Verilen Görev 1 => Metnin "Uzun bir aradan" sözlerini içeren yerden başlayıp "daha kolaylaştırabileceğini düşündü." sözlerinden sonra biten bölümünü düzenle: "manevi" yerine "ruhani" koyarak bu bölümü yeniden yaz.

━━━ Metin

Üçüncü Bölüm – Keşif
Aralık 14, 2024
Ben Kimim – 4 / Felekler, Hareket ve Dualite
Ocak 11, 2025
Hepsini Göster

Ben Kimim? – 3 / Nokta

Birbirine çarpan iki elin sesini biliriz..

Ya çarpan tek bir elin sesi nedir?

Bir Zen Koanı

 

Nokta

Uzun bir aradan sonra merhabalar. Bu yazı dizisinde bir Aktarıcı olarak Musa’nın hiçbir zaman önemini yitirmeyen Sen kimsin? Nereden geliyorsun? Nereye gidiyorsun? Sorularına cevap aramaya çalışacağım.  Bu sorularının cevabını arayan Musa’nın  iç dünyasına girerek, manevi yolculuğunun bir resmini ve bir rotasını nasıl çizmeye çalıştığını sizlere aktaracağım.

Musa, bu yolculuğunda “kendiliğini’i fark edip” onunla yola çıkıp, onunla dertleşip onunla zaman harcayıp, nihayetinde kendisi dediği şeye veda etmenin yolunu biraz daha kolaylaştırabileceğini düşündü.

Aslında kendi “biricikliğini” farkedip zaten O’nun (c.c.) Musa’ya vermiş olduklarını keşfedip, onları azık yapıp bu yolda sarfedebilmesi gibi denebilir. 

Bu hikayeye Musa’nın kendinde, kendinden daha değerli O’lana  olan yolculuğu da diyebiliriz. Tam bu aşamada Musa’nın kendisini izleyecek dışardan bir nazara ihtiyacı var. Bu bakış ya ona bahşedilen teçhizatları görüp onlarla O’na, O’nu anlatma gayreti sunabilir. Ya da zaman kaybettirici olabilir. Bunu kendisi keşfedecek. Musa, bu gayret dediği şeye tam uyan, onu heyecanlandıran yeni bir kavram bulmuştu. “Beyan”. Bu yazı yazma çabalarını artık “O’na (cc) bir beyan sunma” adı altında gerçekleştirmek istiyordu.

er-raḥmân ‘alleme’l-ḳur’ân ḫalaḳa’l-insân.1

“Çok merhametli. Kur’ân’ı öğretti. İnsanı yarattı,” buyurdu Allah. 

Insanı neden yarattı? “allemehu’l-beyân” (Rahmân, 4). Öğretilen beyan ile Allah azze ve celleye muhatap olsun diye.  

 

Musa: Kendimi ve O’nu tanımanın yollarından birisi beyan olabilir mi? 

İşte bu düşüncelerle yoğrulduğu bir akşam Musa’ya bir fikir geldi. “Ben kimim?” sorusuna destek olması için nereden geldiğini ve nereye gideceğini çizerek anlamayı denedi. Kalem ile Elif’e benzer doğrular çizerken duraksamıştı. En sade haliyle akla ilk gelen “İnnâ Lillâhi ve İnnâ İleyhi Râciûn: Biz Allah’tan geldik ve Allah’a döneceğiz” ayeti bir grafik haline getirebilir mi?

━━━━━━

Verilen Görev 2 => Girdilerde "gray" kelimesini barındıran her satırı kopyala. Büyük ve küçük harf ayrımı önemlidir.

━━━ Alıştırma Verileri

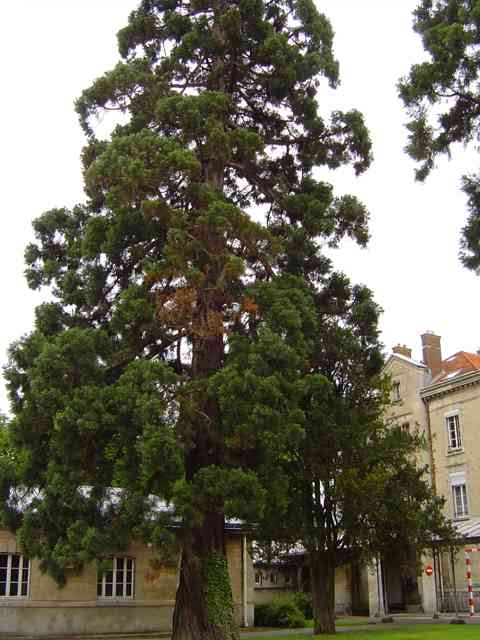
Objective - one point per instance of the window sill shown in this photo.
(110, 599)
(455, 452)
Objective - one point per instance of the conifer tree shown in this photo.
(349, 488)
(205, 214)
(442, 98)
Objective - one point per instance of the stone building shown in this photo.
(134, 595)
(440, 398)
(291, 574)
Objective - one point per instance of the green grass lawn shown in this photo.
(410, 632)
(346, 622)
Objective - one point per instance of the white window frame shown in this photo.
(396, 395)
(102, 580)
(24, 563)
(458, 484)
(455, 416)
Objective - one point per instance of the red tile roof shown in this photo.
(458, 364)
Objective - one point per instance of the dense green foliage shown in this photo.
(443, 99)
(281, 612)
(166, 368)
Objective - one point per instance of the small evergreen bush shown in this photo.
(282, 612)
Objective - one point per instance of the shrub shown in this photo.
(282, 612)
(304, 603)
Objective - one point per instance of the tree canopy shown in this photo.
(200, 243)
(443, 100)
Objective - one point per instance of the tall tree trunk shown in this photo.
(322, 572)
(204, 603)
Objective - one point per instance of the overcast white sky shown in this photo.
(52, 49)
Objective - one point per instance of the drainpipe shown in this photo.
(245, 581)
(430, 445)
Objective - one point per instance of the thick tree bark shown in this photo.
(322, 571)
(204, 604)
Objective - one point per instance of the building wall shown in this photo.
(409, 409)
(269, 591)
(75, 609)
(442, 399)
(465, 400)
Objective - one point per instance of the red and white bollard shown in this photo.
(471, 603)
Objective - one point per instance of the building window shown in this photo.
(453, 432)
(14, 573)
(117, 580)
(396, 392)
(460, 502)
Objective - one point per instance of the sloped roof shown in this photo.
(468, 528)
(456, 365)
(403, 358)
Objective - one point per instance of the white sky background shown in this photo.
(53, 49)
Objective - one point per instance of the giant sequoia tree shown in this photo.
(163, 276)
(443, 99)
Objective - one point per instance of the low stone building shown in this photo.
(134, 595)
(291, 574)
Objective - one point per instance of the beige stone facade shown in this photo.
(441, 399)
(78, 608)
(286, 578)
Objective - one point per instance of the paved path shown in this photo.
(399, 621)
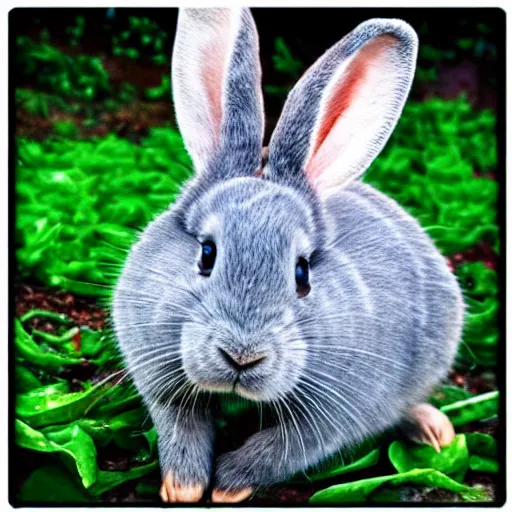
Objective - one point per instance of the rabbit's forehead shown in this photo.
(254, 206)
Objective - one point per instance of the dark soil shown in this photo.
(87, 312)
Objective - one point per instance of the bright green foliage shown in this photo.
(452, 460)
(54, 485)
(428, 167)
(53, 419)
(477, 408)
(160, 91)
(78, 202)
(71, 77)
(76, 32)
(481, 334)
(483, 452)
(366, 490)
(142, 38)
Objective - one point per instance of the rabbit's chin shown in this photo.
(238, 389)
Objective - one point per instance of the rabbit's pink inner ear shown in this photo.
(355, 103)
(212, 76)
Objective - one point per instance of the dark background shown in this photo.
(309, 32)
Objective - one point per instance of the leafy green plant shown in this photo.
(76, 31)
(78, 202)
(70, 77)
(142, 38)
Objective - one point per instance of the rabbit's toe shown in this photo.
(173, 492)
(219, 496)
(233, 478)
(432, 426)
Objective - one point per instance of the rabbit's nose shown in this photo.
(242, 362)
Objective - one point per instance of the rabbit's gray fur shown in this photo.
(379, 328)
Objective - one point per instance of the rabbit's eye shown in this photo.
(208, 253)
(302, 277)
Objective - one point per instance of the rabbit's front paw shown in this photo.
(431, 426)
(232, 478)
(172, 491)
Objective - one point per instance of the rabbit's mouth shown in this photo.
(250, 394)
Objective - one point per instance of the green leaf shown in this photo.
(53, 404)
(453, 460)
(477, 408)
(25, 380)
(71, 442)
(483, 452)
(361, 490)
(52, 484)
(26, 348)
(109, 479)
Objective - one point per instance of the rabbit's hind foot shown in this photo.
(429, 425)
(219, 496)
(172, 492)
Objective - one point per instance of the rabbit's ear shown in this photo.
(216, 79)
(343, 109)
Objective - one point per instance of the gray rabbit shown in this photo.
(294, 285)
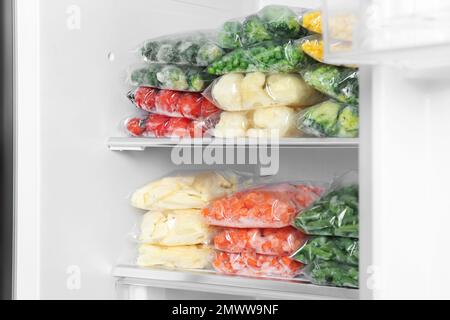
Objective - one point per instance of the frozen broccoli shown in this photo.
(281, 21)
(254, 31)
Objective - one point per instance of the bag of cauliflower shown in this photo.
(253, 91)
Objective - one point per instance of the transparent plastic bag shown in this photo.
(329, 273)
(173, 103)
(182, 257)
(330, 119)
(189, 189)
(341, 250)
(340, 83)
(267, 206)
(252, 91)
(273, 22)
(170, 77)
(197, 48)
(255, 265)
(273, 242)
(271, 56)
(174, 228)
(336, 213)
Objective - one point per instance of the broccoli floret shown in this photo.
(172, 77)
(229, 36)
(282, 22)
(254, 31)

━━━━━━

Eksiksiz Cevap 1 =>
Uzun bir aradan sonra merhabalar. Bu yazı dizisinde bir Aktarıcı olarak Musa’nın hiçbir zaman önemini yitirmeyen Sen kimsin? Nereden geliyorsun? Nereye gidiyorsun? Sorularına cevap aramaya çalışacağım.  Bu sorularının cevabını arayan Musa’nın  iç dünyasına girerek, ruhani yolculuğunun bir resmini ve bir rotasını nasıl çizmeye çalıştığını sizlere aktaracağım.

Musa, bu yolculuğunda “kendiliğini’i fark edip” onunla yola çıkıp, onunla dertleşip onunla zaman harcayıp, nihayetinde kendisi dediği şeye veda etmenin yolunu biraz daha kolaylaştırabileceğini düşündü.

Eksiksiz Cevap 2 =>
Objective - one point per instance of the rabbit's gray fur shown in this photo.
Objective - one point per instance of the gray rabbit shown in this photo.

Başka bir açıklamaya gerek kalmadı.